GIVEN REQUEST: Give the data a second time, exactly and in full.

══════════════════════════════

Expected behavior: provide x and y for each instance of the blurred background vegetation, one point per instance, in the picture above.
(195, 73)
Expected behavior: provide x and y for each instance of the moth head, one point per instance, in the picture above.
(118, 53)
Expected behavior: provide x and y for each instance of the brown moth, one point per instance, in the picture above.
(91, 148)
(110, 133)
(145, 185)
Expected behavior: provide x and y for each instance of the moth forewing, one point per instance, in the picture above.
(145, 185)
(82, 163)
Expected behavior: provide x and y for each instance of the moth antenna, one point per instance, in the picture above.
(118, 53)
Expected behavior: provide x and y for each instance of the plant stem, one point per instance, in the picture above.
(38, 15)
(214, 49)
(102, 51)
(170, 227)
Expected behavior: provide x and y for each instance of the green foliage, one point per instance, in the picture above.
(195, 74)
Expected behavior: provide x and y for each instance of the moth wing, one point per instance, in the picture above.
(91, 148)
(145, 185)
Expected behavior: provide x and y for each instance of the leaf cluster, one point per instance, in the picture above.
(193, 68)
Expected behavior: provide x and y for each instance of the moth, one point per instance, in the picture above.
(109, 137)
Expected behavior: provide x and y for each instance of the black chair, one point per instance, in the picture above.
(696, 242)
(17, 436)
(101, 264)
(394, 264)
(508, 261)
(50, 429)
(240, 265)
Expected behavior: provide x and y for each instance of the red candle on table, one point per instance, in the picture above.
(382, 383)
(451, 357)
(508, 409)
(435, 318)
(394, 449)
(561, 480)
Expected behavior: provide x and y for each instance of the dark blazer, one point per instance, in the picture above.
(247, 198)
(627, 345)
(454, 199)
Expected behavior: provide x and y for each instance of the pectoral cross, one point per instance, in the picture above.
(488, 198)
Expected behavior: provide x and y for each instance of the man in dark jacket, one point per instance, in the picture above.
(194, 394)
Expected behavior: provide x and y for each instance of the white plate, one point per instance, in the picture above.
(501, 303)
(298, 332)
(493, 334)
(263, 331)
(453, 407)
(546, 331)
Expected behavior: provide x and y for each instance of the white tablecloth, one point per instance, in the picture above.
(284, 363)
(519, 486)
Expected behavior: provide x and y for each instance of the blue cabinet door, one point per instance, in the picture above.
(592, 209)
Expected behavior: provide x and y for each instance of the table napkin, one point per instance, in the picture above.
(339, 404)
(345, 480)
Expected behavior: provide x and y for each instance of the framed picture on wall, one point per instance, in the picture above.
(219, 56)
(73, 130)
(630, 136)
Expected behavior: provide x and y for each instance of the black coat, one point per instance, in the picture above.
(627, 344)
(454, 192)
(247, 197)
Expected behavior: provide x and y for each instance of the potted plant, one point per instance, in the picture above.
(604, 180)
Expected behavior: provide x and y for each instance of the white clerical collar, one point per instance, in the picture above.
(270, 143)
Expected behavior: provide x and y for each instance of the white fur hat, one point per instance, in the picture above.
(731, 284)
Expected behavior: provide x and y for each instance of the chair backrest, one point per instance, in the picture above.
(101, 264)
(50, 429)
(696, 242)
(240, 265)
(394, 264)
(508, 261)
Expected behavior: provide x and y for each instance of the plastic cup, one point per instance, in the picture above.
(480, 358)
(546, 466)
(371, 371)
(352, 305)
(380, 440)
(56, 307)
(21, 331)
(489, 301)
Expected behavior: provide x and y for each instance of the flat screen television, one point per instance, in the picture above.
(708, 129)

══════════════════════════════

COMPLETE OUTPUT:
Expected behavior: provide x and y for each instance of the blurred background vegetation, one point per instance, in the picture above.
(195, 73)
Expected behavior: provide x and y for each instance of the moth head, one point per instance, in the picture above.
(118, 53)
Expected behavior: provide x and y for each instance of the brown moth, one point per instance, in the picture above.
(91, 148)
(110, 133)
(145, 185)
Expected behavior: provide x and y for each instance of the moth forewing, one point per instance, in the picture above.
(145, 185)
(82, 163)
Expected behavior: provide x and y for each instance of the moth antenna, one point per instance, in the picture above.
(118, 53)
Expected behavior: provide x and y for each instance of the plant stem, one point per instance, in the picture above.
(38, 15)
(214, 49)
(102, 51)
(170, 227)
Expected behavior: provide x and y for each instance of the green foliage, one point per instance, in the picture above.
(195, 74)
Expected behavior: provide x and y for each instance of the moth wing, one point per instance, in the picture above.
(91, 148)
(145, 185)
Expected behavior: provide x and y for each instance of the leaf cluster, one point per instance, in the picture above.
(193, 68)
Expected behavior: provide x and y for each instance of the moth, one point per instance, in the picture above.
(109, 137)
Expected behavior: provide x and y for each instance of the black chair, one point per instance, in the picture above.
(696, 242)
(17, 436)
(101, 264)
(394, 264)
(508, 261)
(50, 429)
(240, 265)
Expected behavior: provide x and y for each instance of the red candle on table, one point per instance, in the picture above.
(382, 383)
(451, 357)
(508, 409)
(435, 318)
(394, 449)
(561, 480)
Expected behavior: provide x and y for each instance of the dark blazer, one point per instance, in the picture above.
(247, 198)
(627, 345)
(454, 199)
Expected behavior: provide x and y for each instance of the pectoral cross, one point per instance, in the picture above.
(488, 198)
Expected behavior: provide x and y for each instance of the man in dark jacket, one point per instance, in the picture above.
(194, 394)
Expected behavior: provide x and y for each instance of the white plate, one point per instance, in the picture above.
(501, 303)
(298, 332)
(493, 334)
(263, 331)
(453, 407)
(546, 331)
Expected behavior: provide x and y for each instance of the white tablecloth, one point per instance, in the picture above.
(284, 363)
(519, 486)
Expected behavior: provide x and y for each instance of the blue cabinet door, one point per instance, in the picture above.
(592, 209)
Expected behavior: provide x and y for each instance of the table napkin, one point per instance, in the picture above.
(339, 404)
(345, 480)
Expected behavior: provide x and y for each instance of the framed picture on wall, one point per instance, in the picture above.
(219, 56)
(73, 130)
(630, 136)
Expected behavior: provide x and y for each instance of the black coat, one point per instance, in the picture above.
(627, 344)
(454, 192)
(247, 197)
Expected behavior: provide x and y for each instance of the potted plant, one point per instance, in the picture above.
(604, 180)
Expected behavior: provide x and y for each instance of the white clerical collar, one point per instance, in the picture above.
(270, 143)
Expected behavior: provide x and y for each instance of the white fur hat, one point per instance, in the picture above.
(731, 284)
Expected behavior: provide x and y for each instance of the chair backrest, one point per instance, in the picture above.
(101, 264)
(50, 429)
(696, 242)
(240, 265)
(394, 264)
(508, 261)
Expected behavior: provide x and y for each instance of the plastic cup, one point per instance, in the picture above.
(480, 358)
(546, 466)
(371, 371)
(352, 305)
(380, 440)
(56, 307)
(21, 331)
(489, 301)
Expected behavior: provide x and y for each instance of the flat screen television, one point per instance, in the picture above.
(708, 129)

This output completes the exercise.